------ Text block ------
Venn diagrams like Figure 1 oversimplify the complex positions and how they’re different. It makes the two positions seem interchangeable. Yes, both positions work on big data. However, what each position does to create value or data pipelines with big data is very different. This difference comes from the base skills of each position.

What are data scientists and data engineers?

When I work with organizations on their team structures, I don’t use a Venn diagram to illustrate the relationship between a data engineer and a data scientist. I draw the diagram as shown in Figure 2.

core competencies of data scientists and data engineers and their overlapping skills
Figure 2. Diagram showing the core competencies of data scientists and data engineers and their overlapping skills. Illustration by Jesse Anderson and the Big Data Institute.

Data scientists’ skills

At their core, data scientists have a math and statistics background (sometimes physics). Out of this math background, they’re creating advanced analytics. On the extreme end of this applied math, they’re creating machine learning models and artificial intelligence.

Just like their software engineering counterparts, data scientists will have to interact with the business side. This includes understanding the domain enough to make insights. Data scientists are often tasked with analyzing data to help the business, and this requires a level of business acumen. Finally, their results need to be given to the business in an understandable fashion. This requires the ability verbally and visually communicate complex results and observations in a way that the business can understand and act on them.

My one sentence definition of a data scientist is: a data scientist is someone who has augmented their math and statistics background with programming to analyze data and create applied mathematical models.

A common data scientist trait is that they’ve picked up programming out of necessity to accomplish what they couldn’t do otherwise. When I talk to data scientists, this is a common thing they tell me. In order to accomplish a more complicated analysis or because of an otherwise insurmountable problem, they learned how to program. Their programming and system creation skills aren’t the levels that you’d see from a programmer or data engineer—nor should they be.

Data engineers’ skills

At their core, data engineers have a programming background. This background is generally in Java, Scala, or Python. They have an emphasis or specialization in distributed systems and big data. A data engineer has advanced programming and system creation skills.

My one sentence definition of a data engineer is: a data engineer is someone who has specialized their skills in creating software
solutions around big data.

Using these engineering skills, they create data pipelines. Creating a data pipeline may sound easy or trivial, but at big data scale, this means bringing together 10-30 different big data technologies. More importantly, a data engineer is the one who understands and chooses the right tools for the job. A data engineer is the one who understands the various technologies and frameworks in-depth, and how to combine them to create solutions to enable a company’s business processes with data pipelines.

In my experience, a data engineer is only tangentially involved in the operations of the cluster (in contrast to what’s said about data engineers here). Though some data science technologies really require a DevOps or DataOps set up, the majority of technologies don’t. Just like with most programers, I wouldn’t allow them direct access to the production system. That’s primarily the job for system administrators or DevOps.

Overlapping skills

There is an overlap between a data scientist and a data engineer. However, the overlap happens at the ragged edges of each one’s abilities.
------ Rows ------
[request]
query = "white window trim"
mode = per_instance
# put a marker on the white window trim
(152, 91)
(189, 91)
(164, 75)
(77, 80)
------
Task brief: Reproduce the passage from the text on data scientists and data engineers, starting with "My one sentence definition of a data scientist" and going on through "applied mathematical models.", replacing "augmented" with "supplemented". Work only from the text.

Written response:
My one sentence definition of a data scientist is: a data scientist is someone who has supplemented their math and statistics background with programming to analyze data and create applied mathematical models.